● **Consegna 1**
Riporta alla lettera la parte del brano sulla sentenza di Pescara che parte da "Assolti invece l’ex" e arriva fino a "parenti delle vittime.".
● **Consegna 2**
Rispondi a queste domande in base al brano sulla sentenza di Pescara:
(a) Quante persone morirono a causa dell'incidente?
(b) Quanti imputati su 30 sono stati assolti dal giudice?
(c) A quale età morì Jessica Tinari?
● **Consegna 3**
Prosegui il brano sulla sentenza di Pescara a partire dall'ultima frase riportata.

● **Brano di riferimento**
——
Assolti invece l’ex prefetto di Pescara, Francesco Provolo e, l’ex presidente della Provincia, Antonio Di Marco. A causa dell’incidente, morirono 29 persone: oggi, a sei anni dal disastro (e a tre anni e mezzo dall’inizio del processo), i parenti delle vittime si sono presentati al Tribunale di Pescara indossando o esponendo magliette con le foto dei propri cari. Molti di loro, tra le lacrime, hanno contestato la decisione del giudice, che ha assolto 25 imputati su 30: la lettura della sentenza ha scatenato il caos in aula: «Vergogna vergogna. Ingiustizia è fatta. Assassini. Venduti. Fate schifo», hanno urlato i parenti delle vittime.
La rabbia dei familiari
Le forze dell’ordine hanno dovuto trattenere alcuni di loro. «Questi qui hanno una discarica al posto del cuore! Speriamo nell’appello, ma se questo è l’andazzo non spero più niente, devo solo salvaguardare la mia vita per portare avanti il nome di mia figlia», ha commentato il padre di Jessica Tinari, morta nel resort di Farindola a 24 anni insieme al fidanzato Marco Tanda.
——
● **Materiale fornito**

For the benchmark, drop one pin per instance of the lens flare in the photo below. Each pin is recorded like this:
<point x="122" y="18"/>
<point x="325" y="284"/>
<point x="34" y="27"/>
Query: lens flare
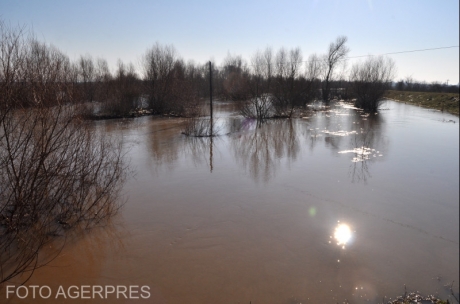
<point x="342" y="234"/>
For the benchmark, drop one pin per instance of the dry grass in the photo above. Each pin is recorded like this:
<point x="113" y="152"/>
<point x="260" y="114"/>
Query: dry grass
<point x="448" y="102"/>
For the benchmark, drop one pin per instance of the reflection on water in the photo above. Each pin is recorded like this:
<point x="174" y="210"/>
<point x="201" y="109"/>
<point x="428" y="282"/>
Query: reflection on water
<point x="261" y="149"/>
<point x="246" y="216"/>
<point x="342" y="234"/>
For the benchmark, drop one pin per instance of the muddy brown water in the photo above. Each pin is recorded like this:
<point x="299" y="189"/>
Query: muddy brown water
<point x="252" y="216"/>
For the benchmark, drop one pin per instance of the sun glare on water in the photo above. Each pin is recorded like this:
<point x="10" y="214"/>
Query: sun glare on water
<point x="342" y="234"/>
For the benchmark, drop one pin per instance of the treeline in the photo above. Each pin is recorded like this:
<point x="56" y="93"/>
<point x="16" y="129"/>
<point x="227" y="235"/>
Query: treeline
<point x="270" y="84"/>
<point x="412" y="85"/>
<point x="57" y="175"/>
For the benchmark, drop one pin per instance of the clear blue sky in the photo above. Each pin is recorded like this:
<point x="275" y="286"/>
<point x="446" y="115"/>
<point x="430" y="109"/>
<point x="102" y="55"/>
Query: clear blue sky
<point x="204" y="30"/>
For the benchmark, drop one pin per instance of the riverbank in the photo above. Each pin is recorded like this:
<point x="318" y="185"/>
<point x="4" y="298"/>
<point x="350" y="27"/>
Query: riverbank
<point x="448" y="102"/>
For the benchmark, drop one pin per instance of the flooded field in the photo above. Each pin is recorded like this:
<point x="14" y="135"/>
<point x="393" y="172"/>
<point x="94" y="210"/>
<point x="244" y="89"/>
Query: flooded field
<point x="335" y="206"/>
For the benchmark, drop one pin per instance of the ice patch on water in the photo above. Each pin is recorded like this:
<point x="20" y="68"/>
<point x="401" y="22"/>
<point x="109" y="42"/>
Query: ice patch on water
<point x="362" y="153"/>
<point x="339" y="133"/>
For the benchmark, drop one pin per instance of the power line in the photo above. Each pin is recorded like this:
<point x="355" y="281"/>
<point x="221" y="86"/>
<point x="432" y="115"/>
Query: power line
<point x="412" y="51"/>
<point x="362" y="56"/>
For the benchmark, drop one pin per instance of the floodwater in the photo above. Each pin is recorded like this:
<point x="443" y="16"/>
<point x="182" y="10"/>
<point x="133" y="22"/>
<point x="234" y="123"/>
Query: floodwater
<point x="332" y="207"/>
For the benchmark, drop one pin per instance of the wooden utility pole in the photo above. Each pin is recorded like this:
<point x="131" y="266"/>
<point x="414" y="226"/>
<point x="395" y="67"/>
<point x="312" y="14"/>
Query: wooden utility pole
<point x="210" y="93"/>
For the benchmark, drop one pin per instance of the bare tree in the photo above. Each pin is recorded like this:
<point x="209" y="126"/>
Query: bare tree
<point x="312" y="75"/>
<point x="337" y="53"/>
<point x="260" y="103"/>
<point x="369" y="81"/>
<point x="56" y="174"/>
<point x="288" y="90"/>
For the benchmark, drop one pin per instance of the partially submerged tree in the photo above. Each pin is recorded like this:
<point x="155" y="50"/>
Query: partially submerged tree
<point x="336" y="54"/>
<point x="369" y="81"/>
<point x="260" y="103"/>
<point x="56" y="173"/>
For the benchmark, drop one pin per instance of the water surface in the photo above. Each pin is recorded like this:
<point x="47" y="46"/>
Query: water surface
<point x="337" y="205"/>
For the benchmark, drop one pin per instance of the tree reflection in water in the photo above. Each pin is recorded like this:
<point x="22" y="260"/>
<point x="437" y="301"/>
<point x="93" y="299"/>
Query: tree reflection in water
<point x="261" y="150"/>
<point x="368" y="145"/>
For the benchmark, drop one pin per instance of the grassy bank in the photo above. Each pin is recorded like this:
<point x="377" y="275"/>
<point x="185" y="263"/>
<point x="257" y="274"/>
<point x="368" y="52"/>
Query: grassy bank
——
● **Risposta scritta 1**
Assolti invece l’ex prefetto di Pescara, Francesco Provolo e, l’ex presidente della Provincia, Antonio Di Marco. A causa dell’incidente, morirono 29 persone: oggi, a sei anni dal disastro (e a tre anni e mezzo dall’inizio del processo), i parenti delle vittime si sono presentati al Tribunale di Pescara indossando o esponendo magliette con le foto dei propri cari. Molti di loro, tra le lacrime, hanno contestato la decisione del giudice, che ha assolto 25 imputati su 30: la lettura della sentenza ha scatenato il caos in aula: «Vergogna vergogna. Ingiustizia è fatta. Assassini. Venduti. Fate schifo», hanno urlato i parenti delle vittime.

● **Risposta scritta 2**
(a) 29 persone.
(b) 25 imputati.
(c) A 24 anni.

● **Risposta scritta 3**
«Sei anni buttati qua dentro! Per fare che? Tutti assolti, il fatto non sussiste!», ha urlato Francesco D’Angelo, fratello di Gabriele D’Angelo, cameriere dell’hotel, morto nel crollo. Aggiungendo: «Quattro minuti di chiamata! Chi ha chiamato mio fratello? Chi ha chiamato?».
Il riferimento è alle telefonate che Gabriele effettuò qualche ora prima della valanga: chiamò il Centro coordinamento soccorsi della prefettura per chiedere di liberare la strada e consentire agli ospiti dell’hotel di lasciare la struttura.
I 30 imputati, oltre al gestore e al proprietario della struttura, erano amministratori e funzionari pubblici, accusati a vario titolo dei reati di disastro colposo, omicidio plurimo colposo, lesioni, falso, depistaggio e abusi edilizi.
«Giudice, non finisce qui», ha minacciato dopo la lettura della sentenza un superstite della tragedia, Giampaolo Matrone, 39 anni, di Monterotondo. Sotto la valanga perse la moglie Valentina Cicioni, infermiera al Gemelli. Le forze dell’ordine l’hanno poi allontanato dall’aula.